EXERCISE:
Rewrite all of the records below, replacing each occurrence of "What to find" with "Target" and keeping everything else unchanged.

**** DATA SUPPLIED

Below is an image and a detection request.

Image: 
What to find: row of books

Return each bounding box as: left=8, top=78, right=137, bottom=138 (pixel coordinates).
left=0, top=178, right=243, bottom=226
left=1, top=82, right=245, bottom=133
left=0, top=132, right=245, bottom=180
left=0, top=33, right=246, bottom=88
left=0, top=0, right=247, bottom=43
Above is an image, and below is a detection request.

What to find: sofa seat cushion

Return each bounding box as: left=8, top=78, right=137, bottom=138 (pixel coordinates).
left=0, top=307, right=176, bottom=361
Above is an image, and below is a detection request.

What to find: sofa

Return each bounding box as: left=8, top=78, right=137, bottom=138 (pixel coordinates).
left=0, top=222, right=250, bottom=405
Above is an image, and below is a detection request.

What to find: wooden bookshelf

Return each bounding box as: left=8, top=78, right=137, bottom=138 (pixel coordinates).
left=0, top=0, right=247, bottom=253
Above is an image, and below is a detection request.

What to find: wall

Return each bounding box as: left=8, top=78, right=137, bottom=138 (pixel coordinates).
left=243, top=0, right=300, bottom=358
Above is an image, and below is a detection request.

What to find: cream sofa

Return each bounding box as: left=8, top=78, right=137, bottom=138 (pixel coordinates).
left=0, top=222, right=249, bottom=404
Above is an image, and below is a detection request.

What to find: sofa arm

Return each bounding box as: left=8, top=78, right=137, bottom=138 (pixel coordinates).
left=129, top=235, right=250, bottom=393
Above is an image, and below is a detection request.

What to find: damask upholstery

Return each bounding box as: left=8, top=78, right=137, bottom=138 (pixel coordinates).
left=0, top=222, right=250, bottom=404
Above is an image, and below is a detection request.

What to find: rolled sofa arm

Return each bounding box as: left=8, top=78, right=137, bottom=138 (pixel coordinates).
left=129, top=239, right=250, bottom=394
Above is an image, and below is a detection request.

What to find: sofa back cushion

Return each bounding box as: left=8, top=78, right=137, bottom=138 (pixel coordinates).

********

OUTPUT OF THE EXERCISE:
Below is an image and a detection request.

Image: 
Target: row of books

Return each bounding box as: left=8, top=78, right=137, bottom=138 (pixel coordinates).
left=0, top=178, right=243, bottom=226
left=1, top=82, right=245, bottom=133
left=0, top=132, right=245, bottom=180
left=0, top=33, right=246, bottom=88
left=0, top=0, right=247, bottom=43
Above is an image, and below is a detection request.

Target: sofa seat cushion

Return each bounding box as: left=8, top=78, right=137, bottom=138 (pixel coordinates).
left=0, top=307, right=176, bottom=361
Above is an image, and below is a detection request.

Target: sofa

Return each bounding box as: left=8, top=78, right=137, bottom=138 (pixel coordinates).
left=0, top=222, right=250, bottom=405
Above is an image, and below is a detection request.

Target: wooden bookshelf

Return each bounding box as: left=8, top=78, right=137, bottom=138 (pixel coordinates).
left=0, top=0, right=247, bottom=253
Above is an image, and below is a detection request.

Target: wall

Return each bounding box as: left=8, top=78, right=137, bottom=138 (pixel coordinates).
left=243, top=0, right=300, bottom=358
Above is an image, and below is a detection request.

Target: cream sofa

Return each bounding box as: left=8, top=78, right=137, bottom=138 (pixel coordinates).
left=0, top=222, right=249, bottom=404
Above is an image, and below is a detection request.

Target: sofa arm

Return each bounding box as: left=8, top=78, right=137, bottom=138 (pixel coordinates).
left=129, top=235, right=250, bottom=393
Above is an image, and below is a detection request.

Target: damask upholstery

Return each bounding box as: left=8, top=78, right=137, bottom=138 (pixel coordinates).
left=0, top=222, right=250, bottom=404
Above is an image, and below is a detection request.

Target: rolled sofa arm

Return each bounding box as: left=8, top=78, right=137, bottom=138 (pixel coordinates).
left=129, top=239, right=250, bottom=394
Above is an image, and below is a detection request.

Target: sofa back cushion

Return each bounding box as: left=8, top=78, right=137, bottom=138 (pixel coordinates).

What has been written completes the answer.